--- START Data rows ---

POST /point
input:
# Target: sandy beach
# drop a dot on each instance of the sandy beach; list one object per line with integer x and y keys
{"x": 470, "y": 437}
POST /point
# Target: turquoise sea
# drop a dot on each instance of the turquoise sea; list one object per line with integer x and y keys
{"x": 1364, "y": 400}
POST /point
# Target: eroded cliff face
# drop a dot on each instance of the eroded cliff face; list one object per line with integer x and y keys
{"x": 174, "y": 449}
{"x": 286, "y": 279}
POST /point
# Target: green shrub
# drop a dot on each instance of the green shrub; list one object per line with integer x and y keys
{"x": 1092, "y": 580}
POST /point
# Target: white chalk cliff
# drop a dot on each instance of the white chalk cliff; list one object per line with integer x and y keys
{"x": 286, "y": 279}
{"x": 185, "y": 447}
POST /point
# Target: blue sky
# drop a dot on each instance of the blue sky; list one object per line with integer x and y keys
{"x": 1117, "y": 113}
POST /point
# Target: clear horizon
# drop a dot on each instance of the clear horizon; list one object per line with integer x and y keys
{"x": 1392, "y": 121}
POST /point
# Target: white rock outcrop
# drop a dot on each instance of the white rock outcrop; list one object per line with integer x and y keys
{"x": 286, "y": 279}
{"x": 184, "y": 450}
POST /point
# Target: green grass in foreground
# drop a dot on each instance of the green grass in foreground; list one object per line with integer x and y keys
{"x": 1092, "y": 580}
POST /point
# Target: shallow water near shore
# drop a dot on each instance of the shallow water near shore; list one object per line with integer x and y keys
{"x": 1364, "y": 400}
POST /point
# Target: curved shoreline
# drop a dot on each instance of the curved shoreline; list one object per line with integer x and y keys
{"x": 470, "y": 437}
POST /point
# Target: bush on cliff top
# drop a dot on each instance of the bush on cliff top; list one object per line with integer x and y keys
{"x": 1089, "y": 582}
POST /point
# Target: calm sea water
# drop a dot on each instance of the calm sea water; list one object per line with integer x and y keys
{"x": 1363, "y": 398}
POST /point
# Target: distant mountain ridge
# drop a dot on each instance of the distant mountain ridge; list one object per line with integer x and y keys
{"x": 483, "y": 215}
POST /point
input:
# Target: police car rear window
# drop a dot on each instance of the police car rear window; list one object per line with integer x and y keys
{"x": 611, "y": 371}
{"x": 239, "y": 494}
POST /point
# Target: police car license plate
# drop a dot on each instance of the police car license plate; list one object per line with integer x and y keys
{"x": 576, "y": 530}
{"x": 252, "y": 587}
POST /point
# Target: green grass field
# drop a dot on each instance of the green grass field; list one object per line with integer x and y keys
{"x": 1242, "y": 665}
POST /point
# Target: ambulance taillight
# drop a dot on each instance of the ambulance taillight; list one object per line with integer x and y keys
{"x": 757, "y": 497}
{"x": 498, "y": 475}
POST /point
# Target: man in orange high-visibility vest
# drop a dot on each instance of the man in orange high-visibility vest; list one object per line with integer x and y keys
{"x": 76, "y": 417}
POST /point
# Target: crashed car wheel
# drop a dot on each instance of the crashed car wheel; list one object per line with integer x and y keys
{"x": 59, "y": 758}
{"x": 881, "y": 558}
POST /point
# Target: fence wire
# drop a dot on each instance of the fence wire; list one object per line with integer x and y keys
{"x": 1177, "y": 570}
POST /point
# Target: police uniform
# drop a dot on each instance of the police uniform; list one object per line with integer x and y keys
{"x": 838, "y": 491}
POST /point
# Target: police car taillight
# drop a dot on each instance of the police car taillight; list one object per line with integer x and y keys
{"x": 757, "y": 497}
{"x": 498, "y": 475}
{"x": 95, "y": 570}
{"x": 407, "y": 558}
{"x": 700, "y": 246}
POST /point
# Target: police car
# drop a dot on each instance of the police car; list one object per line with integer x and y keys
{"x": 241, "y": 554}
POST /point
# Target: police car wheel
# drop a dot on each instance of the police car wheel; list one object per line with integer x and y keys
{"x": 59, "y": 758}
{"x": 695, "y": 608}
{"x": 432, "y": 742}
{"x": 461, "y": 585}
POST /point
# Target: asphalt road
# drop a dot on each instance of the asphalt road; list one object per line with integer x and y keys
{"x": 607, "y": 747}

--- END Data rows ---

#### [Aim of the exercise]
Reproduce the entries above exactly.

#### [Result of this task]
POST /point
input:
# Target: sandy beach
# drop a dot on each instance of the sandy beach; list one object per line with integer x and y keys
{"x": 470, "y": 437}
POST /point
# Target: turquoise sea
# drop a dot on each instance of the turquoise sea; list one object per line with integer x and y keys
{"x": 1364, "y": 400}
POST /point
# Target: eroded cliff face
# drop a dot on each instance of the eroded cliff face; list one object per line with integer x and y keys
{"x": 174, "y": 449}
{"x": 286, "y": 279}
POST /point
# Target: green shrub
# drop a dot on each instance of the green shrub; list one object per line with integer x and y keys
{"x": 1092, "y": 580}
POST /point
# Target: white chalk cliff
# drop a dot on each instance of the white chalk cliff; list one object per line with integer x and y keys
{"x": 286, "y": 279}
{"x": 185, "y": 447}
POST /point
# Target: blue sky
# drop a dot on each instance of the blue sky; list one object per line with integer x and y keys
{"x": 1117, "y": 113}
POST /point
# Target: clear horizon
# drop a dot on each instance of the clear horizon; list one object per line with integer x and y keys
{"x": 1392, "y": 121}
POST /point
# Target: white rock outcrop
# drop a dot on each instance of the white rock outcrop; list one object per line with integer x and y keys
{"x": 286, "y": 279}
{"x": 184, "y": 450}
POST /point
# Target: green grass in foreground
# drop a dot on each instance of the green grass in foreground; list one object per line with integer x and y keys
{"x": 1092, "y": 580}
POST /point
# Target: shallow water near shore
# drop a dot on each instance of the shallow water near shore; list one object per line with integer x and y keys
{"x": 1364, "y": 400}
POST /point
# Target: curved shoreline
# drop a dot on each instance of the curved shoreline; list one object per line with integer x and y keys
{"x": 470, "y": 437}
POST /point
# Target: bush on cliff top
# drop a dot on each instance of the bush on cliff top; list one object per line with integer x and y keys
{"x": 1089, "y": 582}
POST /point
# Target: calm sea water
# drop a dot on each instance of the calm sea water; list one object per line with integer x and y keys
{"x": 1363, "y": 398}
POST /point
# Target: distant mountain ridge
# drop a dot on each instance of the distant mountain ridge; list one object per line with integer x and y keys
{"x": 483, "y": 215}
POST /point
input:
# Target: police car rear window
# drop a dot on each instance of the police car rear window; list one object per line with integer x and y keys
{"x": 611, "y": 371}
{"x": 239, "y": 494}
POST /point
# Target: police car license plate
# drop a dot on each instance of the police car license plate; list one object per line with integer x and y keys
{"x": 576, "y": 530}
{"x": 252, "y": 587}
POST /point
# Target: green grass field
# drop a dot on each instance of the green grass field; list one object per line with integer x and y keys
{"x": 1242, "y": 665}
POST /point
# Target: ambulance taillight
# drop a dot on each instance of the ambulance taillight; list one object per line with integer x and y keys
{"x": 757, "y": 497}
{"x": 498, "y": 475}
POST /point
# Target: man in orange high-visibility vest
# drop a dot on each instance of the man in orange high-visibility vest; list one object per line with integer x and y keys
{"x": 76, "y": 417}
POST /point
# Target: crashed car wheel
# drop a dot on each instance of the crashed car wheel; list one object per line with integer x and y keys
{"x": 59, "y": 758}
{"x": 881, "y": 558}
POST /point
# Target: fence wire
# drop a dot on each instance of the fence wire; list one object per line with integer x and y keys
{"x": 1177, "y": 570}
POST /point
# Target: police uniform
# drop a dot on each instance of the police uniform; list one object per line with integer x and y keys
{"x": 838, "y": 491}
POST /point
# Target: police car taillight
# drop a dot on each instance of the police car taillight; list one object per line with integer x and y keys
{"x": 757, "y": 497}
{"x": 498, "y": 475}
{"x": 95, "y": 570}
{"x": 407, "y": 558}
{"x": 700, "y": 246}
POST /point
# Target: police car
# drop a dot on each instance of the police car; list one object per line with integer x and y keys
{"x": 241, "y": 554}
POST /point
# Target: police car wheel
# drop a dot on each instance of the police car wheel; list one object per line with integer x and y keys
{"x": 59, "y": 758}
{"x": 695, "y": 608}
{"x": 432, "y": 742}
{"x": 461, "y": 585}
POST /point
# Target: asphalt road
# drop a dot on each instance of the asphalt road; list one object per line with integer x and y keys
{"x": 607, "y": 747}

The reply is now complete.